Passage to read:
"""

Smew – small numbers visit the UK from Scandinavia and Russia in winter

Rare species of bird, butterflies and plants you can find in Peterborough’s Nene Park.

Nature lovers can look out for new rare and unusual species which were recorded in Peterborough’s Nene Park throughout 2021.

Sunday, 9th January 2022, 4:58 am

The team at Nene Park Peterborough have been celebrating highlights from 2021 with their #NeneParkSparkles campaign.

Throughout 2021 rangers, volunteers and vistors recorded a range of wildlife species across the Nene Park sites.

A mix of ‘unusual’ and ‘rare’ species have been spotted with new flowers, bird sightings and butterflies that nature lovers can look out for next time they visit the parks.
A total of 25 butterflies, 8 bees, 18dragonflies, 137 wildflowers, 20 grasses, 8 sedges, 40 fungi, 5 bats, 4 repotiles and amphibians and 9 mammals were recorded.

The wildlife experts at Nene Park gave more information on some of the rare species that were recorded for the first time. 
They said: “Frogbit is a new species of flower for the park and a rare plant nationally. Meadow Saxifrage is a nationally declining species but has a stronghold in eastern England.”
Of the 25 butterflies and 18 dragonflies recorded, the most unusual sightings have been the White Letter Hairstreak butterfly and the Willow Emerald Damselfly.

"""

Dataset excerpts:
"""

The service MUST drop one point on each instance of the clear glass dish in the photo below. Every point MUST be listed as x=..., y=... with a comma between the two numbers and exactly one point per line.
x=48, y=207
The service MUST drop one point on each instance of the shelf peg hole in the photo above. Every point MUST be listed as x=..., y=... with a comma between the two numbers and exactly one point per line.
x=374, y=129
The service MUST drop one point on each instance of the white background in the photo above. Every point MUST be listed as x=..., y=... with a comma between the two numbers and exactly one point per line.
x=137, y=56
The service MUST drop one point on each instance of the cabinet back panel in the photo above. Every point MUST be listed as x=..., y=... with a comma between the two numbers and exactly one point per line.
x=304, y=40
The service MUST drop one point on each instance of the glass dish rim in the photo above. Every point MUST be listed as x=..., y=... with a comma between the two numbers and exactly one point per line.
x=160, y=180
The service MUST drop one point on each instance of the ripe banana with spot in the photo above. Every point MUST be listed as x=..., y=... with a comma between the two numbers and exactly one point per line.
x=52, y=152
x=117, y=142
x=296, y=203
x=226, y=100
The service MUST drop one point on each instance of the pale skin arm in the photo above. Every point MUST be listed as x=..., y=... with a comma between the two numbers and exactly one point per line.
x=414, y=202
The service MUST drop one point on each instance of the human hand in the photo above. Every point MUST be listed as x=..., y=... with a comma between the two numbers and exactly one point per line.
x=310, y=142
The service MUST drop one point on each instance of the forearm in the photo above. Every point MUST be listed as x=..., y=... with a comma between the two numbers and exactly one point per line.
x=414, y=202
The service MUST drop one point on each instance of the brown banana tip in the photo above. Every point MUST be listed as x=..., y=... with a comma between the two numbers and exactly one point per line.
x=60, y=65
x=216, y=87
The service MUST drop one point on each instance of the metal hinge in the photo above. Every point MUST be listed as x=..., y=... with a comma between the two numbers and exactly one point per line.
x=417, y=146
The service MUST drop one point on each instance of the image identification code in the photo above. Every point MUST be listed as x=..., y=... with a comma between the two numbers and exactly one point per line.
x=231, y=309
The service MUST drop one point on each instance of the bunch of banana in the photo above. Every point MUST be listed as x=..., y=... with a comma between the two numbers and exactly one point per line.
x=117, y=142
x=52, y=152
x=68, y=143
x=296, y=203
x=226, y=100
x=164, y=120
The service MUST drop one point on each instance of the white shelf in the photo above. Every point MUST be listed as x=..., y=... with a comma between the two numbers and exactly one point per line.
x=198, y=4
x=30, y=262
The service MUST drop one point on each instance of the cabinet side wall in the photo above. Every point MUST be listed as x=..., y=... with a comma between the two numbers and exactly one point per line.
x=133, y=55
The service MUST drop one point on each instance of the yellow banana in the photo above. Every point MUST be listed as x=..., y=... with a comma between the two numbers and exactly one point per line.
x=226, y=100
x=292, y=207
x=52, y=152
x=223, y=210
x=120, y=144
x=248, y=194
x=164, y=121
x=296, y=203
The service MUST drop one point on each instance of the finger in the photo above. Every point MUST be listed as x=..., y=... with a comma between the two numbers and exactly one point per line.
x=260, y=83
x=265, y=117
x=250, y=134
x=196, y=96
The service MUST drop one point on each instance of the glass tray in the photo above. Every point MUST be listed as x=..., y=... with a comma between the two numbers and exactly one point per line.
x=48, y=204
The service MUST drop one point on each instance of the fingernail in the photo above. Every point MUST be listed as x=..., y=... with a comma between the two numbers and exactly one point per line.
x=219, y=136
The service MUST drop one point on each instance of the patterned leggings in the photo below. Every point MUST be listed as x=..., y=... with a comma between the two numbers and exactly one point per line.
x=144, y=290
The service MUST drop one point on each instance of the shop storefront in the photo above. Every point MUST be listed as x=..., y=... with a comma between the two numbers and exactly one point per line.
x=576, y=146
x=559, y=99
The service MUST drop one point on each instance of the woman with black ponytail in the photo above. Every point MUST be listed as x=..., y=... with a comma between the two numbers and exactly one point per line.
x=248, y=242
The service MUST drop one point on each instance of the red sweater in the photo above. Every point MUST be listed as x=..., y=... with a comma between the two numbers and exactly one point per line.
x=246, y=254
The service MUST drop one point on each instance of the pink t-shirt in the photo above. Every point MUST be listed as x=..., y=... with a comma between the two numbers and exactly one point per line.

"""

Directions:
(a) In one to three sentences, explain why the Nene Park article's wildlife experts single out Frogbit as a notable record.
(b) Carry on writing the article about rare wildlife in Peterborough's Nene Park, starting after its last sentence.
The material was taken from a different source than the Nene Park article.

Responses for each task:
(a) The experts note that Frogbit is a new species of flower for the park. It is also a rare plant nationally.

(b)
An expert said: “The White Letter Hairstreak butterfly is a specialist butterflu which is mainly found in the tops of trees, particularly Elm trees. This species is in decline in the Park due to the lost of Elm trees due to Dutch Elm Disease.
“The Willow Emerald Damselfly was only recorded in the park for the first time in 2019 and is now seen annually, generally in flight from June to November.”

Bird watchers can enjoy looking out for a number of species, some which migrate through the park such as: Avocet, Blark Tern, Miediterranean Gull, Sandwich Tern, Osprey, Smew, Scaup, Red throated diver, Kittiwake.

A completely new bird for the Park this year was the Great Northern Diver, generally a winter vistor is usually a coastal bird but occassionally comes in land. Last winter there was an influx across the UK with multiple records inland, including at Rutland Water which has 8.